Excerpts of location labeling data
※ ※ ※
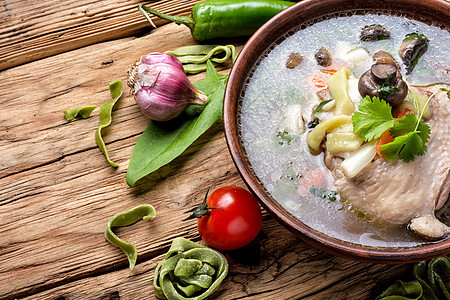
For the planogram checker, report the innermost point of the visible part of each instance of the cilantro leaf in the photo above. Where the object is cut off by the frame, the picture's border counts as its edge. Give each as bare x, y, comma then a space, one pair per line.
404, 125
407, 124
406, 147
373, 118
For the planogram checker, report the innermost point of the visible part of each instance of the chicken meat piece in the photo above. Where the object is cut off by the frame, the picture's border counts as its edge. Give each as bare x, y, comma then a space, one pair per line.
400, 192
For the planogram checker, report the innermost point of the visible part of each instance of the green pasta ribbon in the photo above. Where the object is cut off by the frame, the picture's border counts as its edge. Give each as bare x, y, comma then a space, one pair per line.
84, 112
428, 284
142, 212
189, 271
116, 90
193, 58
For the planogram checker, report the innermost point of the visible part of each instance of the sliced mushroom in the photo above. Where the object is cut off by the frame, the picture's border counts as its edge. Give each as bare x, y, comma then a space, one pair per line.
374, 32
324, 95
294, 60
382, 57
323, 57
383, 81
412, 48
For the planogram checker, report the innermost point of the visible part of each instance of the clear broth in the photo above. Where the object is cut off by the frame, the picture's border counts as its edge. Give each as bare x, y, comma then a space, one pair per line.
282, 160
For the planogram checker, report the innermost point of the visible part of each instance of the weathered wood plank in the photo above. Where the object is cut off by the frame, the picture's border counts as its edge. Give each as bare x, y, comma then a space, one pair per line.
34, 29
286, 269
58, 193
36, 93
57, 189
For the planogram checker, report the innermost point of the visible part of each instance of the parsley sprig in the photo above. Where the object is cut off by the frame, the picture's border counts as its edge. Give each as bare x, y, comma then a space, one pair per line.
410, 134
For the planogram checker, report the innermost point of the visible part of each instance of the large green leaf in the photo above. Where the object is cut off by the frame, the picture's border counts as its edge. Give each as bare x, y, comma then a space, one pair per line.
162, 142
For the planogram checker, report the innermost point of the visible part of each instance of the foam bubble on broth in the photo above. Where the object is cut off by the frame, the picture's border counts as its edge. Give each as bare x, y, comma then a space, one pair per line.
273, 88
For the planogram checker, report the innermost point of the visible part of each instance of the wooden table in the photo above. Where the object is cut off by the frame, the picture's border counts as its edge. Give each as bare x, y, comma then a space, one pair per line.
58, 192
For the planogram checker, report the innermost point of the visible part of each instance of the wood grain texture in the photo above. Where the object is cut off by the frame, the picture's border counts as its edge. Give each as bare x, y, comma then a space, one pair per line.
58, 191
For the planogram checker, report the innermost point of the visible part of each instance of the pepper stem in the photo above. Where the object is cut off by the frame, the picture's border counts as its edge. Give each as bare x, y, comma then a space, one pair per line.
201, 210
184, 20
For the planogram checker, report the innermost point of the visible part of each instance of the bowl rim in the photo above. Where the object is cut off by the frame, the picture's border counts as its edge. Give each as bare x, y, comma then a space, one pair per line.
268, 34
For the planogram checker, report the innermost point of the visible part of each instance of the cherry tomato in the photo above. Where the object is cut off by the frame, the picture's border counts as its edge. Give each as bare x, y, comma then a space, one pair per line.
235, 224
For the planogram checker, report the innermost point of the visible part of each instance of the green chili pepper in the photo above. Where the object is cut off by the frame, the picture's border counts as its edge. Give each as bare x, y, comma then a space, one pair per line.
84, 112
193, 58
116, 89
144, 212
225, 18
189, 271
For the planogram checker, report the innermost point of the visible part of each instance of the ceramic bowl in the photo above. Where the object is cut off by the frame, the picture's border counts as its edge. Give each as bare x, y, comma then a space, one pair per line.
272, 32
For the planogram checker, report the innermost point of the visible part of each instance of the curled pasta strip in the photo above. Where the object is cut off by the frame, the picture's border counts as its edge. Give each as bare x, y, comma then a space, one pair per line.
194, 57
189, 271
141, 212
316, 135
116, 89
338, 85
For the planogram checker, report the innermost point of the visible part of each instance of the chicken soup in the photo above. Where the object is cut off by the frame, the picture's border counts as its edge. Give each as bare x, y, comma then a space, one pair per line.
346, 123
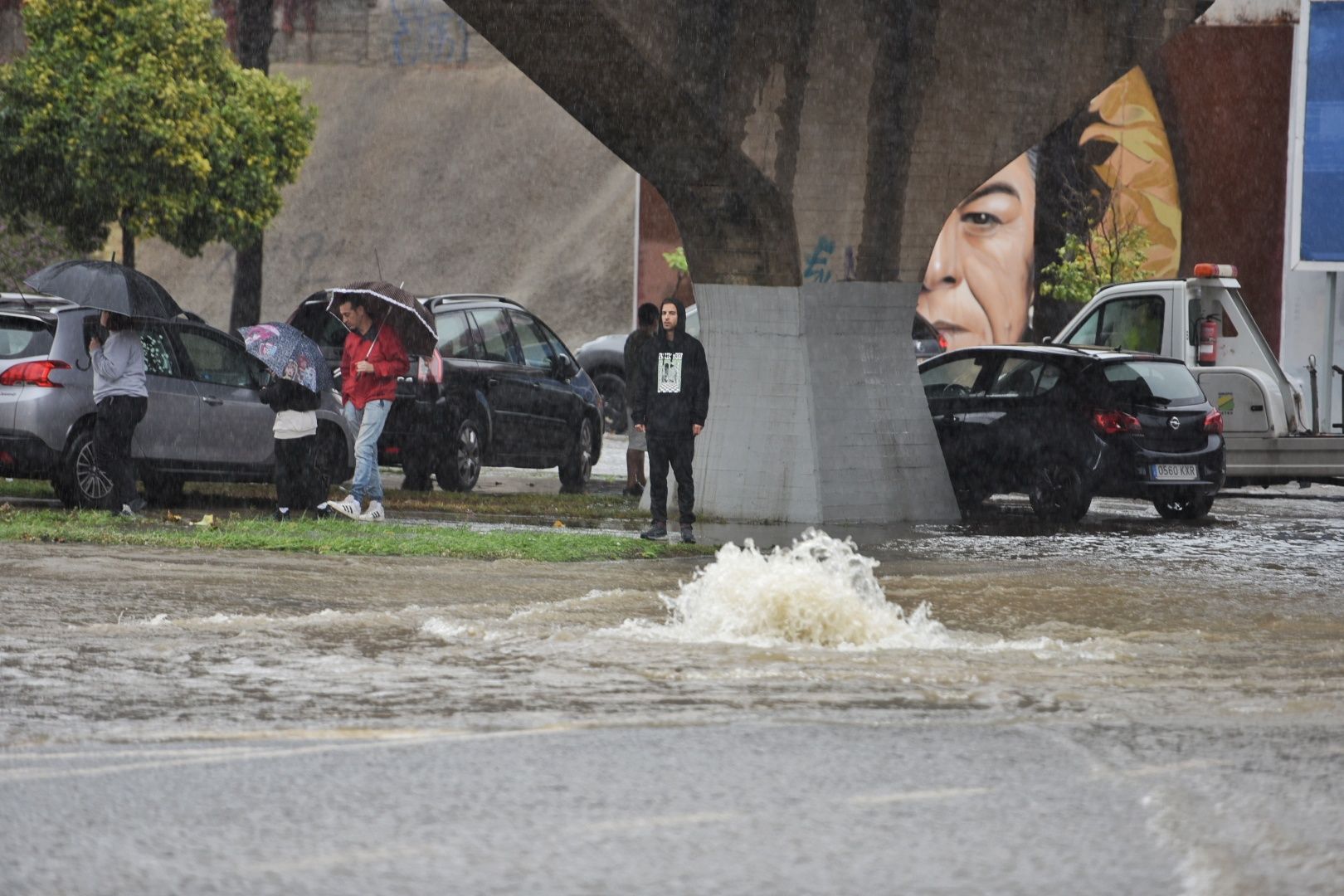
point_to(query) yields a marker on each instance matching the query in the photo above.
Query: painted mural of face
(977, 288)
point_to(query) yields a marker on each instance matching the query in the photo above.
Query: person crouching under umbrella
(121, 397)
(296, 442)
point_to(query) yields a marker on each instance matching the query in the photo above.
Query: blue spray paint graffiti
(431, 37)
(819, 261)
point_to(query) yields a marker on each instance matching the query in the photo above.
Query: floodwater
(983, 670)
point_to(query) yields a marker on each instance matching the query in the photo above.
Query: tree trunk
(246, 309)
(128, 241)
(254, 32)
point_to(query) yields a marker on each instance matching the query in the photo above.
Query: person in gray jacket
(121, 398)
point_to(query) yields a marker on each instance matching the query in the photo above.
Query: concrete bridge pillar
(815, 410)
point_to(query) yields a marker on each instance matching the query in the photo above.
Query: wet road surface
(1121, 705)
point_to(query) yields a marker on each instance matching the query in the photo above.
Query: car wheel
(1058, 492)
(613, 402)
(1183, 505)
(85, 484)
(971, 496)
(578, 468)
(417, 464)
(163, 489)
(460, 466)
(329, 461)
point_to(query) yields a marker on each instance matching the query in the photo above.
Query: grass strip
(329, 536)
(470, 504)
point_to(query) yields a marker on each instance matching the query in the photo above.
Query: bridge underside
(777, 127)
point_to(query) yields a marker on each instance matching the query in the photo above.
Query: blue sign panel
(1322, 144)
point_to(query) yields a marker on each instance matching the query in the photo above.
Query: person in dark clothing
(121, 399)
(296, 441)
(670, 407)
(648, 320)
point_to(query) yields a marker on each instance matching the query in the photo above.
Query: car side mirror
(565, 367)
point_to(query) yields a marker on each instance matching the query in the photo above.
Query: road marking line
(251, 754)
(1144, 772)
(914, 796)
(650, 822)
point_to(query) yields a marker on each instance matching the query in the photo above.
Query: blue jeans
(370, 422)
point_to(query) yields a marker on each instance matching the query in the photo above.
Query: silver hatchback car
(205, 421)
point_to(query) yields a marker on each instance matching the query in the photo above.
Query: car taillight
(32, 373)
(1113, 422)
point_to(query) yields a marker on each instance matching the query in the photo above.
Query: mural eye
(980, 219)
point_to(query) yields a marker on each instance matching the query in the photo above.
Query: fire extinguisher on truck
(1209, 340)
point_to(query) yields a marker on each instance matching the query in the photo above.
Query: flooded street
(1124, 705)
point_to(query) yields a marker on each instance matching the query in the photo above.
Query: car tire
(971, 496)
(84, 483)
(1183, 505)
(460, 466)
(417, 464)
(163, 489)
(615, 416)
(578, 468)
(1058, 492)
(331, 464)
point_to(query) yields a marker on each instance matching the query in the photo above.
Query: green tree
(1110, 250)
(134, 112)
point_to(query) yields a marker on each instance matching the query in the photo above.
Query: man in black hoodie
(670, 406)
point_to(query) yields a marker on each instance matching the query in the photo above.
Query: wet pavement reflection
(1196, 666)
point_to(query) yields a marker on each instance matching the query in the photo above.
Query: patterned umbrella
(290, 355)
(407, 314)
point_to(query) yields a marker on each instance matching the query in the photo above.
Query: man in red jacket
(370, 364)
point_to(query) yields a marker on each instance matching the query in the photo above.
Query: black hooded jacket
(288, 395)
(674, 382)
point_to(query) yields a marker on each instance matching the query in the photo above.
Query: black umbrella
(108, 286)
(403, 312)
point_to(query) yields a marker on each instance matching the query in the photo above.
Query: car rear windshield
(1152, 382)
(24, 336)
※ ※ ※
Written request: Identify each line of the rows above that contains the word "black", treating uppercase and lowercase as different, and copy every such line in full.

Response:
Query: man in black hoodie
Query: black hooded jacket
Query: black umbrella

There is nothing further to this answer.